- **DIRECTIVE**:
Revise the material from its first line through the line holding "x=516 y=543", inclusive, replacing "black sunglasses" with "dark sunglasses" and leaving everything else unchanged.

- **DATA SHOWN**:
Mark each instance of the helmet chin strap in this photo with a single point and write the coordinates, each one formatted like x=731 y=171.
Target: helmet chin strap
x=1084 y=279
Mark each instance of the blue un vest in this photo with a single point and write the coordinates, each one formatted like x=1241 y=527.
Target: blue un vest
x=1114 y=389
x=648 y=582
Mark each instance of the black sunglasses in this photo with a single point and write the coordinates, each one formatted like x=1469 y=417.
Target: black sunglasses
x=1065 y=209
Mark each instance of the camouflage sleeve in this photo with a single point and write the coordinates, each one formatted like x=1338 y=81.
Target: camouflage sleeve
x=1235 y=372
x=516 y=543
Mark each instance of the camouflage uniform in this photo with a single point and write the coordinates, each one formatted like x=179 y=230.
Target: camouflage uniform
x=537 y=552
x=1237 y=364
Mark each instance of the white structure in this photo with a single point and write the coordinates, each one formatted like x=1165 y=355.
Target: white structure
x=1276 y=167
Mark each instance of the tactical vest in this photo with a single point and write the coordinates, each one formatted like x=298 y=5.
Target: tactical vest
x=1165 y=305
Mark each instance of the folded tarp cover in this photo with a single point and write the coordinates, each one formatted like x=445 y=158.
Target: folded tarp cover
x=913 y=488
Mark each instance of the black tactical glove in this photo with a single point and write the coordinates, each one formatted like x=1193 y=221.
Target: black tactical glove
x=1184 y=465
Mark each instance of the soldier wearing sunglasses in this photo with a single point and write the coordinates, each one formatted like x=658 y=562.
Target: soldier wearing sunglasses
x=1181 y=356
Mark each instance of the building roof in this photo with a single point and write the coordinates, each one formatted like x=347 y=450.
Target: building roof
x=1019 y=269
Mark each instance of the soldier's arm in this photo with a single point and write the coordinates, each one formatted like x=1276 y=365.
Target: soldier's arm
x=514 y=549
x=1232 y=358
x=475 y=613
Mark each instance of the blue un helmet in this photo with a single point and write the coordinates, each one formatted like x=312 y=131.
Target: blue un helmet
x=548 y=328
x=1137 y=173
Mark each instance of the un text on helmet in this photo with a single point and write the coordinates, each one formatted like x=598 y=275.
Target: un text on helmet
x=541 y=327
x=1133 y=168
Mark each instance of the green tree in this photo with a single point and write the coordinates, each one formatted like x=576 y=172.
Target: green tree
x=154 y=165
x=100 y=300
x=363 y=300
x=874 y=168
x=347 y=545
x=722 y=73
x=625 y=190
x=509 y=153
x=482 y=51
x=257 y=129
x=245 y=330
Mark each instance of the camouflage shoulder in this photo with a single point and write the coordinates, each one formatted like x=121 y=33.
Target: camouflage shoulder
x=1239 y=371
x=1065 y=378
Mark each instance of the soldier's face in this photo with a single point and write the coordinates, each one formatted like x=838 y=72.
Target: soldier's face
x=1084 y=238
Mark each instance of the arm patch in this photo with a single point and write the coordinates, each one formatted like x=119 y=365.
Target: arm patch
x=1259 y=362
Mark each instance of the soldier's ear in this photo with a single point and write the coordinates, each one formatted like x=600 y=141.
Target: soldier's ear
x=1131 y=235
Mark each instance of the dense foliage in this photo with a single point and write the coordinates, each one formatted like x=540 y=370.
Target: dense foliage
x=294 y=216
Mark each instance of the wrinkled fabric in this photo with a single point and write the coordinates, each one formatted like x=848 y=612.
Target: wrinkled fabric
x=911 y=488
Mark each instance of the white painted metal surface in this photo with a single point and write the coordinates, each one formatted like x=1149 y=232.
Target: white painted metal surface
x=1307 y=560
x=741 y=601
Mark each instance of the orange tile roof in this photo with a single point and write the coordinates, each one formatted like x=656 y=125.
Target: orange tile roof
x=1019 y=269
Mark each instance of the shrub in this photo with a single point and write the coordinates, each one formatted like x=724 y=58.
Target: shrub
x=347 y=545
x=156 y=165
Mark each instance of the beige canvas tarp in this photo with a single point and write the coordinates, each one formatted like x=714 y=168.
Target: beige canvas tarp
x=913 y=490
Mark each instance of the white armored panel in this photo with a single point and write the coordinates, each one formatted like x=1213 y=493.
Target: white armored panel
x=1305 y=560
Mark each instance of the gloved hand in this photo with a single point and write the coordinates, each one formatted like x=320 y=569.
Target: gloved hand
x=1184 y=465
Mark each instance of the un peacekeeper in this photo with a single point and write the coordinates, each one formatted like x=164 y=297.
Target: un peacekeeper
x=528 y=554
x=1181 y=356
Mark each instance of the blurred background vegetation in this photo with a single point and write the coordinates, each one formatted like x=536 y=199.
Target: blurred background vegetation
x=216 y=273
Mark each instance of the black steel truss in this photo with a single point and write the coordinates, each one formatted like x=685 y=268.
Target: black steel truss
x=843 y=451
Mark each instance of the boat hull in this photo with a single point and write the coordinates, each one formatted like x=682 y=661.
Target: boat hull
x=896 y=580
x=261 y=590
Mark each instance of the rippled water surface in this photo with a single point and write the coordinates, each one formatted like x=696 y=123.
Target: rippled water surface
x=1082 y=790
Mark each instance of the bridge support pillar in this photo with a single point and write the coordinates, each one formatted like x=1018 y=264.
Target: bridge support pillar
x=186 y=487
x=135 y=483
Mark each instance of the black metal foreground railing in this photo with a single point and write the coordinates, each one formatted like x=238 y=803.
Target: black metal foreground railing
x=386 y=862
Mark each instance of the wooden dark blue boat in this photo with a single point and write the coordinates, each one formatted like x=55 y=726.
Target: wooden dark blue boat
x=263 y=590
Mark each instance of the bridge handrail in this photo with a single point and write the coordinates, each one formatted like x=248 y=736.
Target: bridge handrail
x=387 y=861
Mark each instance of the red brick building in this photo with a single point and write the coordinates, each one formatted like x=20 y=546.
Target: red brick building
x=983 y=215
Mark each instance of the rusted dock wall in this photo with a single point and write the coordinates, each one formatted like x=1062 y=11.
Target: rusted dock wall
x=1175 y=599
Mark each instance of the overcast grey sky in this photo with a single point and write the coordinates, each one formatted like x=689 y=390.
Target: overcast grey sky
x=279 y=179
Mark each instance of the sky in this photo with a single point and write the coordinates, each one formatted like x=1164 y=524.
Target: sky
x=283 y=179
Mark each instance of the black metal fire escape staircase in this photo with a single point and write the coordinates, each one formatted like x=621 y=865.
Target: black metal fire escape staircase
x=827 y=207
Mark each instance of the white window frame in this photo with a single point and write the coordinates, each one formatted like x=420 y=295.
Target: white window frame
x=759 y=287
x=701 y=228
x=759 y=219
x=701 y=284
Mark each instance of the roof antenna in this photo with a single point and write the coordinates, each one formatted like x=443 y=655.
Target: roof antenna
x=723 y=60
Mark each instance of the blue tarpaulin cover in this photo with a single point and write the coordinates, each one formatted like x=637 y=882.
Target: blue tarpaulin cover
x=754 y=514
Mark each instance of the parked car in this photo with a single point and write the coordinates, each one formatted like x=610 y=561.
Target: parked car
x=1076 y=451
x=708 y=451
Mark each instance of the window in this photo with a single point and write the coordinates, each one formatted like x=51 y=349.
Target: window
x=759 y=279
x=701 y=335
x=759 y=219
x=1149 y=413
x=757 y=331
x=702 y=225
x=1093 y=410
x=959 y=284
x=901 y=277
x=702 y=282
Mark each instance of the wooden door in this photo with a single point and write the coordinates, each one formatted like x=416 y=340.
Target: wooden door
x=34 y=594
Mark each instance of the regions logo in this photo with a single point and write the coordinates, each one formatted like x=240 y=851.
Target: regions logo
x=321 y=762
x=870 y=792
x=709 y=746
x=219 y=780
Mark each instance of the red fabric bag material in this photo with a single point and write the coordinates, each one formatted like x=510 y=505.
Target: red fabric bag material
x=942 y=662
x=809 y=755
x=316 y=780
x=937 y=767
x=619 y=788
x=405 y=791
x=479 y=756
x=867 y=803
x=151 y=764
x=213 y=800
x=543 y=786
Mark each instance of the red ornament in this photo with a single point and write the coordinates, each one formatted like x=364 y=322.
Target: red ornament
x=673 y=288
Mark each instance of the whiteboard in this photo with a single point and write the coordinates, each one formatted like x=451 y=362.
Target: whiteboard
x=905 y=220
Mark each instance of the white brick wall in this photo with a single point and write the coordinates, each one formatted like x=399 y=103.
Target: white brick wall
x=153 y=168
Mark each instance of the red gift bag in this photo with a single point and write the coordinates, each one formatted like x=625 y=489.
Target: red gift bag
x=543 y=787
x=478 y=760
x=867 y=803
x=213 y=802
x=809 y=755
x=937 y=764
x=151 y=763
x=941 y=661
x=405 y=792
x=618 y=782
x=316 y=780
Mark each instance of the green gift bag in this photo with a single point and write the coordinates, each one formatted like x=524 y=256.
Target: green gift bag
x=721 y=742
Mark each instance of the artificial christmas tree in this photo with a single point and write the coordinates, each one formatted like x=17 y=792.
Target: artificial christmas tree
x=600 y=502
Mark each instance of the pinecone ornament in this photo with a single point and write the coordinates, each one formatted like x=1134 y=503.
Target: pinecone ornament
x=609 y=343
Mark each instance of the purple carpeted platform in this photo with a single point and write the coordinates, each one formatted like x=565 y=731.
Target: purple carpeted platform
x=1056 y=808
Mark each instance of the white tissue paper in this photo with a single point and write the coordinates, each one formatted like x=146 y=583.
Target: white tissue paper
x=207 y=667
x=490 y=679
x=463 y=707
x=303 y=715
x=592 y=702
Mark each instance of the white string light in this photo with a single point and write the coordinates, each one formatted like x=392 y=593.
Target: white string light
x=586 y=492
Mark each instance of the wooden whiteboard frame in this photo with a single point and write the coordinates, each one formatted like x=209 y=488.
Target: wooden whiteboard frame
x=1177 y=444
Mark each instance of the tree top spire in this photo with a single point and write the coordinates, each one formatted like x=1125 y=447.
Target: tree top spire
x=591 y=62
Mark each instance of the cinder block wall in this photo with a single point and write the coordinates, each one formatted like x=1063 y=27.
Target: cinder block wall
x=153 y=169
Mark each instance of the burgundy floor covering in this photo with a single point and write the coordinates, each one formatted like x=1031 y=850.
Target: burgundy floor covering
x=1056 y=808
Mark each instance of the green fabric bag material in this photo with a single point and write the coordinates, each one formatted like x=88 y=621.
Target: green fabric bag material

- **EXERCISE RESPONSE**:
Mark each instance of the helmet chin strap in this photo with a single point and write the coordinates, each one formatted like x=731 y=171.
Target: helmet chin strap
x=1084 y=279
Mark each instance of the blue un vest in this photo with a single point and write the coordinates, each one formatted like x=1241 y=527.
Target: blue un vest
x=1114 y=389
x=648 y=582
Mark each instance of the dark sunglasses in this photo with a single point and write the coordinates, each one formatted like x=1469 y=417.
Target: dark sunglasses
x=1065 y=209
Mark each instance of the camouflage sleeve in this photo with a single point and write the coordinates, each one formatted like x=1338 y=81.
Target: camouflage sleeve
x=1235 y=372
x=516 y=543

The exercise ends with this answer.